— START OF Source text —

Enhanced User Experience: Features like speech recognition, language translation, and personalized content recommendations can be integrated into web apps to improve user experience.

As I said, it was a rough path to make the unsupported model to work. Here are some of the obstacles I found:

The torchvision Resnet50 model receives an input in the format (batch, channels, height, width) like (1,3,224,224). However, MediaPipe expects the input to be in the format (1,224,224,3), (batch, height, width, channels).
If you simply add a top layer at the model to get the input, it will generate a second Tensorflow graph and MediaPipe does not accept more than one graph.
MediaPipe accepts float32 and int8, but converted PyTorch model does not work with int8. If you use float32, you have to normalize the neural network’s output.
You cannot add a signature to the .tflite model, otherwise MediaPipe will not accept two signatures. Keep only the default_serving.
MediaPipe has model compatibility requirements:

image input of size [batch x height x width x channels]. Here I added a reshape layer to the PyTorch model.
batch inference is not supported (batch is required to be 1).
only RGB inputs are supported (channels is required to be 3).
if type is kTfLiteFloat32, NormalizationOptions are required to be attached to the metadata for input normalization. Here I normalized the PyTorch model output. kTfLite indicates that it’s related to TensorFlow Lite, Float32 refers to the data type used to represent the numbers.
Output tensor with N classes and either 2 or 4 dimensions, i.e. [1 x N] or [1 x 1 x 1 x N]. Here I’m working with [1,1000].
Recommended: label map as AssociatedFile with type TENSOR_AXIS_LABELS, containing one label per line. See the example label file. This label file from example has 1001 labels, our model has a [1,1000] output, this must be adjusted.

6. When adding the signature, MediaPipe supported models for image classification work with 1001 classes, but the PyTorch model Resnet50 works with 1000 classes. This must be fixed in the resnet_labels.txt and also in the Python notebook that adds metadata.

— END OF Source text —
— START OF Information given —

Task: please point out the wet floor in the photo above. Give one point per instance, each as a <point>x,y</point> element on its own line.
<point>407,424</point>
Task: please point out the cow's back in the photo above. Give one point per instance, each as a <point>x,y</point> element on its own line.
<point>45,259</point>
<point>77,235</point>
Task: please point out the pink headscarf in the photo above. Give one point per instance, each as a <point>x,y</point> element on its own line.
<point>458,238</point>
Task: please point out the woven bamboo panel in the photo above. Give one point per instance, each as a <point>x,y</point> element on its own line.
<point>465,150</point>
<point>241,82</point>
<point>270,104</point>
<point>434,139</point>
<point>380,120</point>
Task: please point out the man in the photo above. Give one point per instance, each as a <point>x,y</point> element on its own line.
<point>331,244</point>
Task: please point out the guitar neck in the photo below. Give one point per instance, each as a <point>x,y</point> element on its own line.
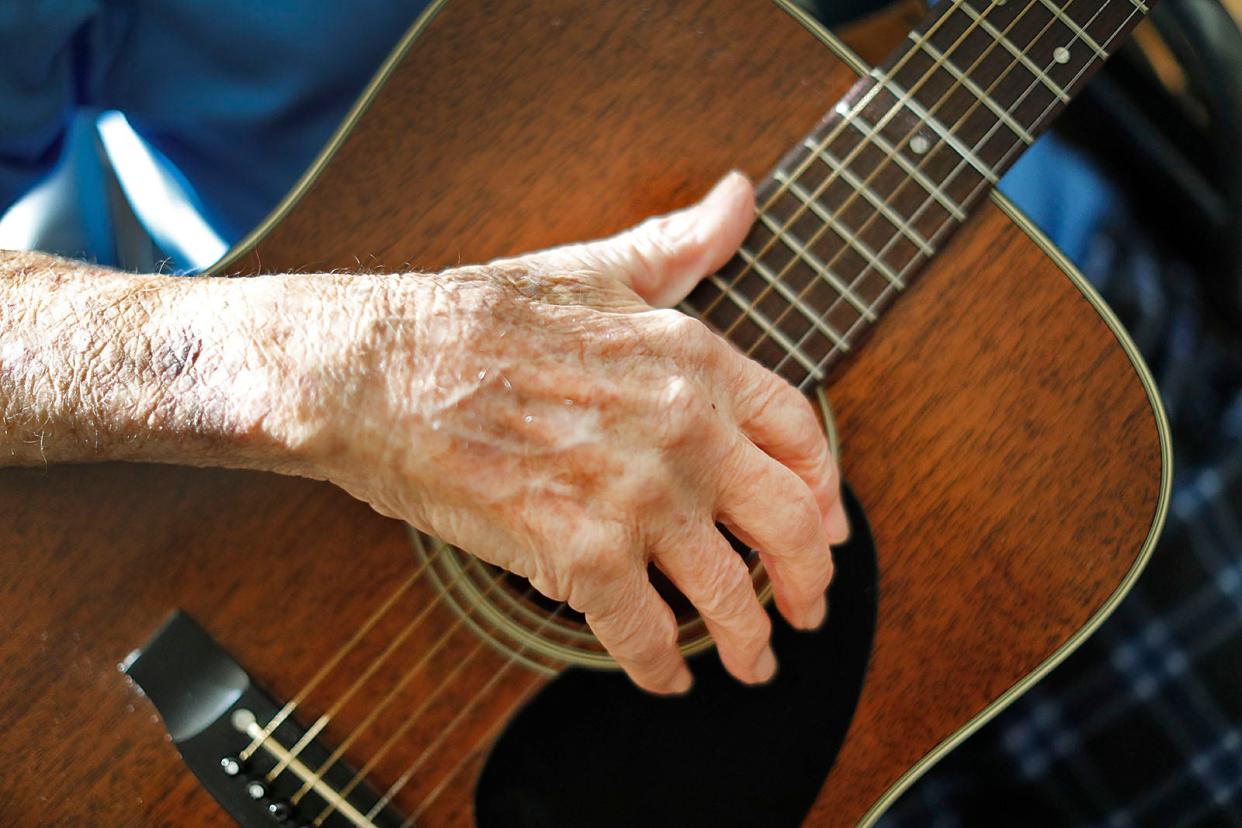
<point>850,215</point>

— END OF Information given —

• _Tasks for this exercise_:
**A)** Update the listing, starting at its first line and ending at the line containing "<point>77,235</point>". Replace "wet floor" with "tiled floor" and leave everything else unchanged.
**B)** Carry the text on adapting the PyTorch Resnet50 model for MediaPipe forward from its last sentence.

• _Exercise responses_:
**A)**
Task: please point out the tiled floor in the photo above. Give one point per instance, each as a <point>x,y</point> element on its own line.
<point>407,424</point>
Task: please point out the cow's back in the photo above. Give one point per instance, each as a <point>x,y</point> element on its own line.
<point>45,259</point>
<point>77,235</point>

**B)**
7. The MediaPipe model files CSS, JS and HTML in the MediaPipe codepen do not explictly tell you how do you add these files into a single HTML file, what I want. For many of you this must be trivial, but not for me.

8. When you are working in the HTML file in VSCode, all you got is HTML debugger info. If there is a problem with the .tflite graph, signature or anything else, VSCode HTML debugger is useless. I had to find this out, to upload the .tflite model to MediaPipe Studio, to effectively debug the Tensorflow error.

9. The library ai-edge-torch runs on a Tensorflow 2.17.0 environment. However, the Python notebook for metadata creation only runs successfuly on a Tensorflow 2.13.0 environment. So, you need to have both of these Anaconda environments set up.

10. After .tflite was validated and perfect, the HTML didn’t load the model from the bucket. I had to set up a CORS (Cross Origin Resource Sharing) policy in the bucket plus other bucket setups.

11. When finally everything worked, the inference time of the customized model was less than 2 seconds. However, the supported models’ inference time is milliseconds.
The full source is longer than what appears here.